## DOKUMENTTEXT

Melatonin – Zusammenhang zwischen höherem Alter, aber nicht niedrigen Melatonin-Spiegeln und der Wirksamkeit von retardiertem Melatonin bei primärer Insomnie

Retardiertes Melatonin (Circadin®) wurde 2008 zur Monotherapie für die kurzzeitige Behandlung der primären Insomnie bei Patienten ab 55 Jahren zugelassen (s. News vom 14.7.2008). Kürzlich wurde die Behandlungsdauer auf 13 Wochen erweitert. Grundlage hierfür ist eine Studie von Wade et al. (BMC Medicine 2010, 8:51, doi:10.1186/1741-7015-8-51). Diese Studie legt nahe, dass höheres Alter, aber nicht die endogenen Melatonin-Spiegel ein Prädiktor der Wirksamkeit der Substanz ist.

## AUFGEFÜHRTE DATEN
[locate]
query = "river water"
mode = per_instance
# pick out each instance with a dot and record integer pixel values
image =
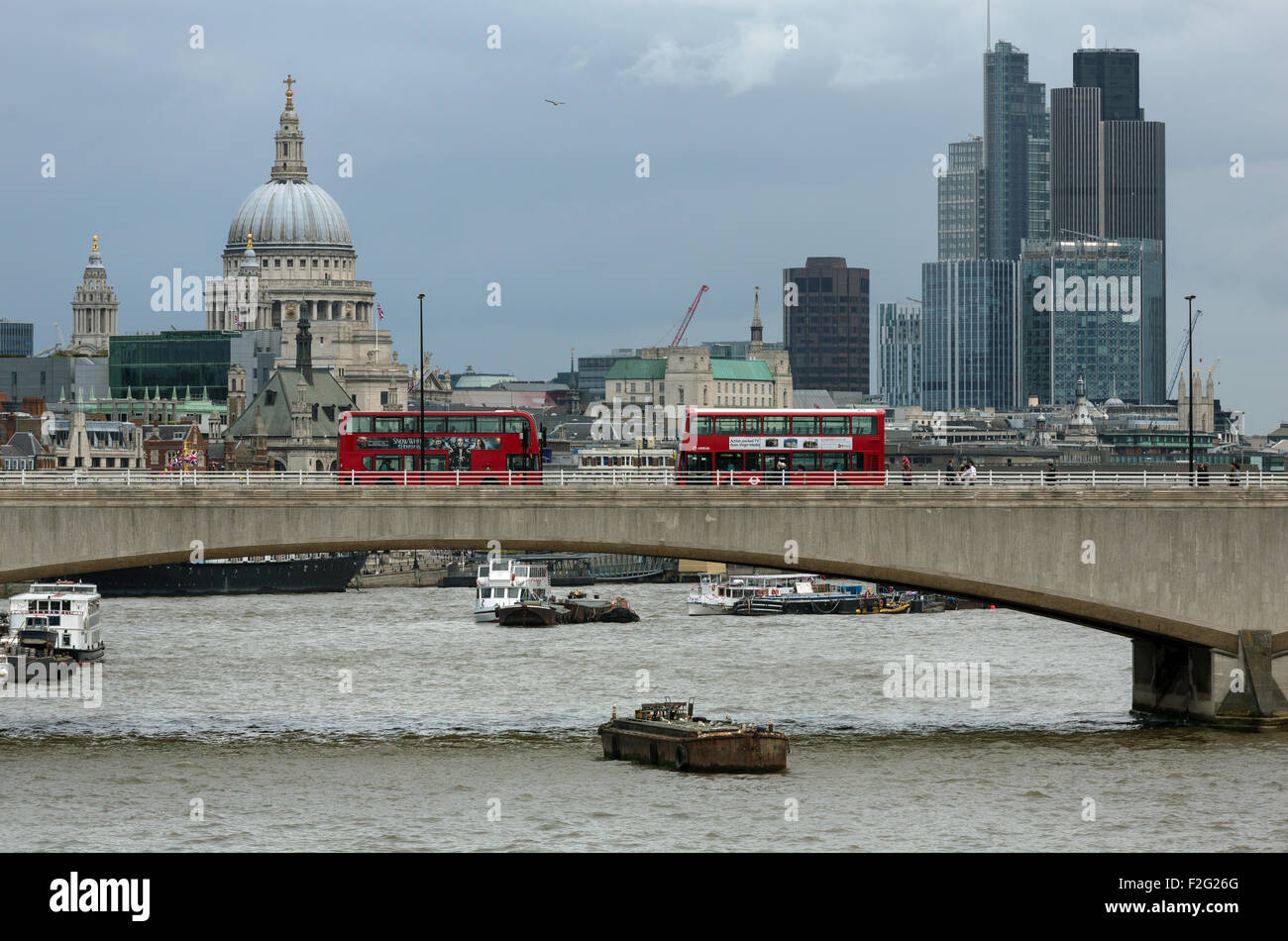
(231, 724)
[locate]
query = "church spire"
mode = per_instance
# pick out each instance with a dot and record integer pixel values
(288, 143)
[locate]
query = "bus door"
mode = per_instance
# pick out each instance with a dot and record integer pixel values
(697, 468)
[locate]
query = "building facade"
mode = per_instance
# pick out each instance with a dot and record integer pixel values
(970, 334)
(827, 329)
(94, 308)
(1094, 310)
(1017, 132)
(900, 340)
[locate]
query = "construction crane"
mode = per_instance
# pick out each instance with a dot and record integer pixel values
(688, 317)
(1180, 355)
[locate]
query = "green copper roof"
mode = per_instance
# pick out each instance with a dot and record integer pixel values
(741, 370)
(638, 368)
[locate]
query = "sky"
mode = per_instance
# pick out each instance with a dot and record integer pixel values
(758, 156)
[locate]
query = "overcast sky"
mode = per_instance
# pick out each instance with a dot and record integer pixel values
(759, 156)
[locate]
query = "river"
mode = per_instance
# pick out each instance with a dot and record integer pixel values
(387, 720)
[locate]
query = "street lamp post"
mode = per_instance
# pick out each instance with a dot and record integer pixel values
(1189, 383)
(420, 378)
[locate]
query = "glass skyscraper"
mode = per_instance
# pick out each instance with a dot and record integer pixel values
(1017, 145)
(1094, 310)
(970, 334)
(900, 339)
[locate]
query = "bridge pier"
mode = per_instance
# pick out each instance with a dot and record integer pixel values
(1211, 686)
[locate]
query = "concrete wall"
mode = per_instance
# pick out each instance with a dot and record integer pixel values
(1184, 566)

## AUFGABENSTELLUNG
Bitte schreiben Sie den Dokumenttext über retardiertes Melatonin vollständig und unverändert ab.

## LÖSUNG DER AUFGABE
Melatonin – Zusammenhang zwischen höherem Alter, aber nicht niedrigen Melatonin-Spiegeln und der Wirksamkeit von retardiertem Melatonin bei primärer Insomnie

Retardiertes Melatonin (Circadin®) wurde 2008 zur Monotherapie für die kurzzeitige Behandlung der primären Insomnie bei Patienten ab 55 Jahren zugelassen (s. News vom 14.7.2008). Kürzlich wurde die Behandlungsdauer auf 13 Wochen erweitert. Grundlage hierfür ist eine Studie von Wade et al. (BMC Medicine 2010, 8:51, doi:10.1186/1741-7015-8-51). Diese Studie legt nahe, dass höheres Alter, aber nicht die endogenen Melatonin-Spiegel ein Prädiktor der Wirksamkeit der Substanz ist.